Extract all of the entries and give them again, word for word.

SOURCE RECORDS>
•••

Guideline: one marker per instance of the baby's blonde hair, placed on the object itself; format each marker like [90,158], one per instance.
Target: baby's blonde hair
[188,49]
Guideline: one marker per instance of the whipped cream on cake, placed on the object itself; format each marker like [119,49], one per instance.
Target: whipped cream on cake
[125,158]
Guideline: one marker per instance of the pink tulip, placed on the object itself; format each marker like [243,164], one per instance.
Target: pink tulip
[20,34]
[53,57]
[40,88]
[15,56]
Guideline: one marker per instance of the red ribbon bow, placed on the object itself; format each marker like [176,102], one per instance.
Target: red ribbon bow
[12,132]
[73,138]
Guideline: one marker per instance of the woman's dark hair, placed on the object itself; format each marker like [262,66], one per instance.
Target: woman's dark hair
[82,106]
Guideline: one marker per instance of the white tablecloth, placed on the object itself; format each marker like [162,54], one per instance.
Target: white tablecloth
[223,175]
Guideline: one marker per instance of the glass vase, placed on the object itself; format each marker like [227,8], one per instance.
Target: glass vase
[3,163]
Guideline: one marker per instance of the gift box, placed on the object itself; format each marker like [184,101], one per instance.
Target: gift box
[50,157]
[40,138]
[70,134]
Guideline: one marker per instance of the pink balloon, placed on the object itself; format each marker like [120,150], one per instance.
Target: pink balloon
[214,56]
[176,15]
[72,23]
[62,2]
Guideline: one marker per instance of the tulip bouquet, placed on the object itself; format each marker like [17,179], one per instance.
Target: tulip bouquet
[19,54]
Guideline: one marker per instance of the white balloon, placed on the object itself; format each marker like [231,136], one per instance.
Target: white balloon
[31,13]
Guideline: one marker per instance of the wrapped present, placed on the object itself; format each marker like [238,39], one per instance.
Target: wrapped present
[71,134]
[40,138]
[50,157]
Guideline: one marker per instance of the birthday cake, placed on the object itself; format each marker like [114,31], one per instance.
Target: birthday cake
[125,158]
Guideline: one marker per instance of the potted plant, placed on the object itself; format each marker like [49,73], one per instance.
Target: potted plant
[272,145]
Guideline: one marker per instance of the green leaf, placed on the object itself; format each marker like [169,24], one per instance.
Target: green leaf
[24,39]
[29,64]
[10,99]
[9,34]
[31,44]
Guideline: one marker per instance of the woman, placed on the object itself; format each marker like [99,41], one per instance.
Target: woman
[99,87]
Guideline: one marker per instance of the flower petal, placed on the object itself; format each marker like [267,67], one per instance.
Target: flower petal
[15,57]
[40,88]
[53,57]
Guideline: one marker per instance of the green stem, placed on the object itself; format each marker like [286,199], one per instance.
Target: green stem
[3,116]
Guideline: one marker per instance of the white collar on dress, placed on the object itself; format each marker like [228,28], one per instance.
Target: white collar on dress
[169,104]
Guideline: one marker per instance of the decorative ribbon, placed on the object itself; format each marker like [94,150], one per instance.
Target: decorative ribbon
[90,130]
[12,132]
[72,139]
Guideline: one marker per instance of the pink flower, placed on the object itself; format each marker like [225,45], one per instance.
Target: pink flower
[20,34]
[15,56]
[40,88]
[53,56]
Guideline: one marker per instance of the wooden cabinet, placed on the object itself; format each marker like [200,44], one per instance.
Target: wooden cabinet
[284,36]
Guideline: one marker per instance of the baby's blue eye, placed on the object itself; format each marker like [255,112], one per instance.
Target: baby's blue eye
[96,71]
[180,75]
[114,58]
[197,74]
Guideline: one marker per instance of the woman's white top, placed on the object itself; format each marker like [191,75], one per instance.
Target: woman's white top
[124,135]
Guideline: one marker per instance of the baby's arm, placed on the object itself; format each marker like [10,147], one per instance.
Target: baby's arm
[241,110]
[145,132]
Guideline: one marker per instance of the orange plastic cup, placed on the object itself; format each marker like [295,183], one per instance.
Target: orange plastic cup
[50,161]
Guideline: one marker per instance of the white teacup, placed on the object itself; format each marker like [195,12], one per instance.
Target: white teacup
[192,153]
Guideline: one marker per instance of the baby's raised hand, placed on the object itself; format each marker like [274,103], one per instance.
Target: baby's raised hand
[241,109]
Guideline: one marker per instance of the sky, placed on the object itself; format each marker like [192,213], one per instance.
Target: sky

•••

WRITTEN REPLY>
Guideline: one marker per instance of the baby's blonde hair, placed on the object itself; format each marker like [90,158], one per instance.
Target: baby's blonde hair
[188,49]
Guideline: one marker per instance of the whipped cream on cake, placed on the object itself; format each marker like [119,49], one per instance.
Target: whipped cream on cake
[125,158]
Guideline: one marker per instance of the pink tulip, placed on the object itself; format each marker like [243,164], one per instance.
Target: pink tulip
[20,34]
[53,57]
[40,88]
[15,56]
Guideline: one marker per instance of the red ribbon bow, placed on the object itself; format each marker like [176,102], one per instance.
Target: red ribbon bow
[12,132]
[73,138]
Guideline: one marker per instance of the woman's dark hair, placed on the object itself; format each marker like [262,66], one per instance.
Target: woman's dark hair
[82,106]
Guideline: one marker per instance of the white tablecloth, placed on the object itself; format each marker like [162,54], one per instance.
Target: white tablecloth
[223,175]
Guideline: one marker per instance of the glass vase, placed on the object itself; format each marker like [227,8], one per instance.
Target: glass vase
[3,163]
Guideline: one marker per instance of the gift box, placed on the object itself; format each marker like [184,101], one per instance.
Target: gift box
[50,157]
[40,138]
[70,134]
Guideline: one marker per instance of the pink balloon, placed on the object itself; format each marker like [120,150], one per instance.
Target: pink balloon
[214,56]
[176,15]
[72,23]
[62,2]
Guideline: one marker per instance of the tulip bouquet, placed on the object itself; format each marker like [17,179], one per instance.
Target: tulip bouquet
[19,54]
Guideline: one marker per instance of the white balloon, placed on the object itself; format each marker like [231,136], one per instance.
Target: white balloon
[31,13]
Guideline: one marker per instance of the wrapped present, placed on the object itself; format each marker like [238,39], one per instance.
Target: wrapped present
[71,134]
[40,138]
[50,157]
Guideline: one marker per instance of the birthday cake, placed on the object itself; format each marker like [114,31], one per instance.
Target: birthday cake
[125,158]
Guideline: one marker per instance of the potted plant, placed on the object itself; format each marker like [49,73], one per instance.
Target: potted plant
[272,145]
Guideline: one marker per instance of the green leaf, placed on the object itself; format each marker like [169,24], one per instance.
Target: green leaf
[24,39]
[29,64]
[10,99]
[9,34]
[31,44]
Guideline: one marker per instance of the woman, placed on the object itself; format each marker like [99,41], one per instance.
Target: woman
[99,87]
Guideline: one marker per instance of the flower petal, placed on the object itself; format each marker like [267,67], one per instance.
Target: flower petal
[15,57]
[40,88]
[53,57]
Guideline: one marker per instance of the green stem, placed on the object itself; format each marker like [286,199], one per instance.
Target: green stem
[3,116]
Guideline: one marker per instance of the white collar on dress, placed on the object itself; format each marker like [228,28], one per instance.
Target: white collar on dress
[169,104]
Guideline: one marker per instance of the decorative ribbon, placed on the object itself; format each marker like [94,150], one per instance.
Target: decorative ribbon
[90,130]
[12,132]
[72,139]
Guideline: one marker per instance of the pink flower, placed on the object itself; format each marker like [225,45], one per instance.
Target: pink flower
[20,34]
[15,56]
[40,88]
[53,56]
Guideline: one marker per instance of the wooden cabinet, placed on the object itself; format each marker like [200,44], one per instance.
Target: wooden cabinet
[284,36]
Guideline: one marker per instance of the baby's blue eye, placed on the object itself; format each marker like [255,112], one per instance.
Target: baby's blue eye
[96,71]
[180,75]
[114,58]
[197,74]
Guideline: one marker per instance of the woman's white top, placed on the object itself; format each marker like [191,75], one per instance.
Target: woman's white top
[124,135]
Guideline: one marker per instance of the baby's arm, placed on the object itself; format each marker like [10,147], one per instance.
Target: baby's arm
[241,110]
[145,132]
Guideline: one marker per instance of the orange plastic cup, placed on the object itself; format each marker like [295,183], one per instance.
Target: orange plastic cup
[50,161]
Guideline: one marker per instance of the white teacup, placed on the object itself; format each marker like [195,12], one per instance.
Target: white teacup
[192,153]
Guideline: one marker per instance of the baby's raised hand, placed on the object itself; format each marker like [274,103], one per instance.
Target: baby's raised hand
[241,109]
Guideline: one marker per instance of the sky, placed on the object itself; format each marker like [192,213], one per instance.
Target: sky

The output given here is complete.